Start of Working data
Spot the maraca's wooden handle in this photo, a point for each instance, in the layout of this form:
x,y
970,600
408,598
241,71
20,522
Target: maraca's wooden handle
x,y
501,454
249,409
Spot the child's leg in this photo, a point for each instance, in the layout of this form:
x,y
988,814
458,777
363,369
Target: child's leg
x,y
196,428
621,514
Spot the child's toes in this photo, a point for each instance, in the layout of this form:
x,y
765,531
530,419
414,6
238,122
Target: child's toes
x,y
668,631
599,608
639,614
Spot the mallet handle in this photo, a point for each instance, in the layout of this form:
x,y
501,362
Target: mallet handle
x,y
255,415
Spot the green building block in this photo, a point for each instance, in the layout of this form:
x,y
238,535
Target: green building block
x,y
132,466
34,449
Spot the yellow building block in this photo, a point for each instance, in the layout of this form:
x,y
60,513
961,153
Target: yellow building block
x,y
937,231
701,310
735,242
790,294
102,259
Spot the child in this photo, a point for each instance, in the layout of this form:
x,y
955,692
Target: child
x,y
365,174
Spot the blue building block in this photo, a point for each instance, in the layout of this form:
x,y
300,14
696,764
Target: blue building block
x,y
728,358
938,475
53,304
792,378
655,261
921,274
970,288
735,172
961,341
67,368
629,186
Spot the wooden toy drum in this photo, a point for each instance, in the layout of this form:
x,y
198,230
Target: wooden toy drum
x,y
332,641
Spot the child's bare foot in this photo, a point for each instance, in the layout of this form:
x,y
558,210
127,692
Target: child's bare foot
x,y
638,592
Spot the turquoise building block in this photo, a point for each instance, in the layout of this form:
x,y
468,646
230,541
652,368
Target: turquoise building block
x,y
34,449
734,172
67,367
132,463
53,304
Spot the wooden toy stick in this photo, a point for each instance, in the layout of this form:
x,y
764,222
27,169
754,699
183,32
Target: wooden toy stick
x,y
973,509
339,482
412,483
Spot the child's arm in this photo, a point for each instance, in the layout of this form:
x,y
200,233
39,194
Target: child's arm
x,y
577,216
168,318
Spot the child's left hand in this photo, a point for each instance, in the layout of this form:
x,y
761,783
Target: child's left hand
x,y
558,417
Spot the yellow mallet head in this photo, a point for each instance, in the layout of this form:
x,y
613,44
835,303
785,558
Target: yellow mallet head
End of Working data
Start of Working data
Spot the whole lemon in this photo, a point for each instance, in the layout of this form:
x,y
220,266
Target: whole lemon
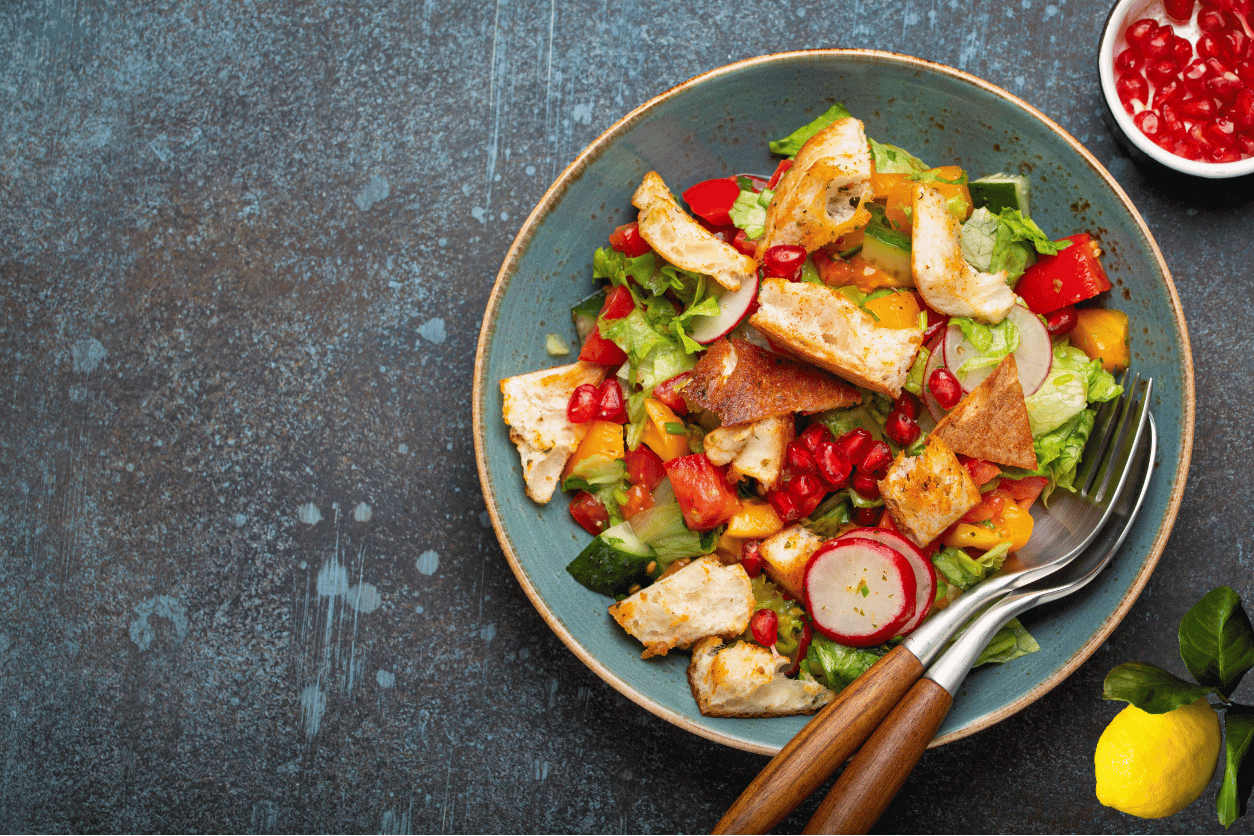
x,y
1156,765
End of Working data
» Requirement
Each line in the listing above that contains "head" should be copied.

» Answer to the exercise
Spot the yellow mallet head in this photo, a point for each instance, in the layout of this form:
Target: yellow mallet head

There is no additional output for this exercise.